Mohon tunggu...
Eka Adhi Wibowo
Eka Adhi Wibowo Mohon Tunggu... Dosen - Seseorang yang tiada lelah menimba ilmu

Dosen Fakultas Bisnis Universitas Kristen Duta Wacana, Yogyakarta

Selanjutnya

Tutup

Inovasi

Pelajaran dari Kasongan (15-10-2016)

22 Oktober 2016   16:07 Diperbarui: 22 Oktober 2016   16:12 36
+
Laporkan Konten
Laporkan Akun
Kompasiana adalah platform blog. Konten ini menjadi tanggung jawab bloger dan tidak mewakili pandangan redaksi Kompas.

Sebenarnya ini bukan mata kuliah yang saya ampu, saya berangkat karena menemani sahabat saya sekaligus teman satu ruangan di tempat kerja saya. Tetapi karena ini juga inisiatif saya untuk memberikan nuansa yang berbeda untuk mata kuliah kewirausahaan. Teringat ketika masih menjadi mahasiswa strata 1 dulu, kami punya acara yg sama di sana. Kini ide itu saya terapkan kembali di mata kuliah yg diampu oleh dosen saya yg kini jadi rekan sekerja.

Kasongan berada di kabupaten Bantul, Daerah Istimewa Yogyakarta. Daerah ini dikenal sebagai pusat industri gerabah dengan bahan baku tanah liat. Hasil industri dari daerah ini sudah cukup dikenal baik di Nusantara, bahkan hingga Mancanegara. Produk-produk yg dihasilkan pun bervariasi mulai dari yang dapat digunakan sehari-hari hingga sekedar untuk hiasan yg memperindah rumah kita.

Tertarik untuk hal tersebut maka kami mencoba untuk membawa mahasiswa kami ke sana, supaya mereka memiliki variasi kuliah tidak hanya sekedar di ruang kelas saja, tetapi juga belajar praktek secara langsung. Program ini juga bertujuan untuk mengenalkan sisi-sisi Yogyakarta yang juga layak untuk diapresiasi, mengingat mereka berasal dari berbagai daerah di Indonesia. Ternyata mereka begitu antusias, hal tersebut tampak dari bagaimana kreativitas yang mereka salurkan dalam karya-karya mereka. Kami juga sangat bersyukur memiliki pengusaha gerabah yg bersedia memberikan tempatnya untuk kami belajar beliau adalah Pak Subur pemilik dari Subur Ceramic. Beliau juga mengalokasikan beberapa karyawannya untuk mengajari mahasiswa kami.
····················
_PERMINTAAN TERTULIS 1_: Tolong salin lagi bagian tulisan tentang Kasongan mulai dari "Selanjutnya" sampai "pandangan redaksi Kompas.", lalu ganti "Kompasiana" dengan "Situs ini".
_PERMINTAAN TERTULIS 2_: Sebutkan setiap tanggal yang tercantum dalam tulisan tentang Kasongan, dan sertakan jamnya jika tertulis.
_PERMINTAAN TERTULIS 3_: Teruskan tulisan tentang Kasongan mulai setelah kalimat terakhirnya.

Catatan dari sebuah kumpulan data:
····················
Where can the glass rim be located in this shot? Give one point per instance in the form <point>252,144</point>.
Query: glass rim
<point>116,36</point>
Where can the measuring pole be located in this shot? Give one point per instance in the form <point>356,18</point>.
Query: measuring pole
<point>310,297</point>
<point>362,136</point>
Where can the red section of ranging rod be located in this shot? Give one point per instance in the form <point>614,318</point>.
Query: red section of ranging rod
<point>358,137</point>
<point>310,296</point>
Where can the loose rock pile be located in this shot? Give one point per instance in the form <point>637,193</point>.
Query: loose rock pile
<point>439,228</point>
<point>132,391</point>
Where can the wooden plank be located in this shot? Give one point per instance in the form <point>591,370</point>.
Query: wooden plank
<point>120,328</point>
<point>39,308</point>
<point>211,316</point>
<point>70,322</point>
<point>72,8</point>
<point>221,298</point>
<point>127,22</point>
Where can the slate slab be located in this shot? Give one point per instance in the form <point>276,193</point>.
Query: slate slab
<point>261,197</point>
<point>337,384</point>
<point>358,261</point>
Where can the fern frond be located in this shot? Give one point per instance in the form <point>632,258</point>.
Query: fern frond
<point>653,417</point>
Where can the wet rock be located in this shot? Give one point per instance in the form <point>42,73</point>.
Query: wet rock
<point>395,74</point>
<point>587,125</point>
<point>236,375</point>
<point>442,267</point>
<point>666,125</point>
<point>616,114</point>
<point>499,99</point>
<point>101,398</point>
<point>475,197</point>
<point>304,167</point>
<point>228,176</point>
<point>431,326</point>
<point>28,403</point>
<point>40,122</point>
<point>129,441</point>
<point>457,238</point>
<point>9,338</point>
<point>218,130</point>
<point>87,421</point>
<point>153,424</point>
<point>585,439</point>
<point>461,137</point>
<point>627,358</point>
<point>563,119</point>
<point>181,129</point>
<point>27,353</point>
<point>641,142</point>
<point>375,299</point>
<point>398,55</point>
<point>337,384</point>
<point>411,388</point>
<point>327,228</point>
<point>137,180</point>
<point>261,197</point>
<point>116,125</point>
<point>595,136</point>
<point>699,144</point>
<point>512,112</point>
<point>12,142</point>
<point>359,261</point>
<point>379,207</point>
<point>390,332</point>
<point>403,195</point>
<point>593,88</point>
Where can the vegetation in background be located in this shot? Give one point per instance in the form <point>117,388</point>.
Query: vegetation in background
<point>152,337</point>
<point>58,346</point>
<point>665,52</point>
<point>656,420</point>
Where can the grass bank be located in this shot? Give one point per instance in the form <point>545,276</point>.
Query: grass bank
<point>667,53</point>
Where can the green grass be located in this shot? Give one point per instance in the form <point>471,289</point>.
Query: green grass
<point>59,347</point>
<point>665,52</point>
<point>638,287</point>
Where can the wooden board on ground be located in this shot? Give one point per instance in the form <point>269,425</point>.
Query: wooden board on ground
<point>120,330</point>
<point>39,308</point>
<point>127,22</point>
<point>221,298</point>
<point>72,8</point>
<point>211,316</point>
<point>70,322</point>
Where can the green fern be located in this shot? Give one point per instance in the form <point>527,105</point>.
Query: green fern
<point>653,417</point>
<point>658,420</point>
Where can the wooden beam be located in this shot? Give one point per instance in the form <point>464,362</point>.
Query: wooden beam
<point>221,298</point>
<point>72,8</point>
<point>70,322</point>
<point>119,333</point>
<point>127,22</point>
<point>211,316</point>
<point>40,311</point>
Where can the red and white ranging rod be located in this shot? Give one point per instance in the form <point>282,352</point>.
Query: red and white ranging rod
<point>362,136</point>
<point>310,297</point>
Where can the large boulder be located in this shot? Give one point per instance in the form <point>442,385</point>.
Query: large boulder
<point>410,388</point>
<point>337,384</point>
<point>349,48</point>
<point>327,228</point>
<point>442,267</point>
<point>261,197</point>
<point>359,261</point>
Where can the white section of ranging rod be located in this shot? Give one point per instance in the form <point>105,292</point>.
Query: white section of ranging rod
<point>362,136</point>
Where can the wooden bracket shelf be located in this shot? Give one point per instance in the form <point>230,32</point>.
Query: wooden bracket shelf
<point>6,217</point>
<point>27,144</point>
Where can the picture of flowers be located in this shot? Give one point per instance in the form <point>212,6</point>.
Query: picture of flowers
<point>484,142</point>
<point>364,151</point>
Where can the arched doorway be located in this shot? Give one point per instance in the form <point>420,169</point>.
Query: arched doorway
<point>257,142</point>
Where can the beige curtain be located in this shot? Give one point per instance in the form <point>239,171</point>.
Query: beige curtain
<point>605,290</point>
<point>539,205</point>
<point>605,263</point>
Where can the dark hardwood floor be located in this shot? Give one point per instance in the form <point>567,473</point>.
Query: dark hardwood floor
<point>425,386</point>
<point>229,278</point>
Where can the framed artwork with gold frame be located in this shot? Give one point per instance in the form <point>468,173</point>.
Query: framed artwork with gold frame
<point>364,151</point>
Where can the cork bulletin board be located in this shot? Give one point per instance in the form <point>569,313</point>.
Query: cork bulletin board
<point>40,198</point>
····················
_JAWABAN TERTULIS 1_:
Selanjutnya

Tutup

Inovasi

Pelajaran dari Kasongan (15-10-2016)

22 Oktober 2016   16:07 Diperbarui: 22 Oktober 2016   16:12 36
+
Laporkan Konten
Laporkan Akun
Situs ini adalah platform blog. Konten ini menjadi tanggung jawab bloger dan tidak mewakili pandangan redaksi Kompas.

_JAWABAN TERTULIS 2_:
- 15-10-2016
- 22 Oktober 2016 16:07
- 22 Oktober 2016 16:12

_JAWABAN TERTULIS 3_:
Setelah beberapa saat para mahasiswa mulai menunjukkan hasilnya ada yg membuat guci, vas bunga, teko dan aneka produk gerabah tanah liat lainnya. Ah rasanya saya penasaran juga untuk mencoba membuat satu pot bunga, saya pikir mudah karena bentuknya yg simpel. Sayapun mengambil gumpalan tanah liat dan mulai membuatnya. Wow ternyata tidak semudah yg saya kira, memang benar kata pepatah melihat dan mengomentari itu lebih mudah daripada menjalaninya sendiri. Membuat satu pot bunga ternyata memerlukan imajinasi, daya, upaya dan yg terutama kesabaran. Akhirnya hasil kerja sayapun jadi: sebuah pot yg kurang simetris tapi lumayanlah sudah bisa dipakai.

dokpri
dokpri
Pelajaran yg berharga saya dapatkan hari itu, dulu seringkali saya membuang gerabah dari tanah liat yg saya banting hingga pecah, tidak sampai satu menit saya bisa melakukannya. Namun kini saya sadari membuatnya itu tidaklah mudah, dan meskipun sederhana saya menilai itu adalah karya seni luar biasa buatan anak bangsa. Tidak ada salahnya jika kita jaga dan lestarikan, bahkan dapat berpadu dengan teknologi tinggi pada era modern.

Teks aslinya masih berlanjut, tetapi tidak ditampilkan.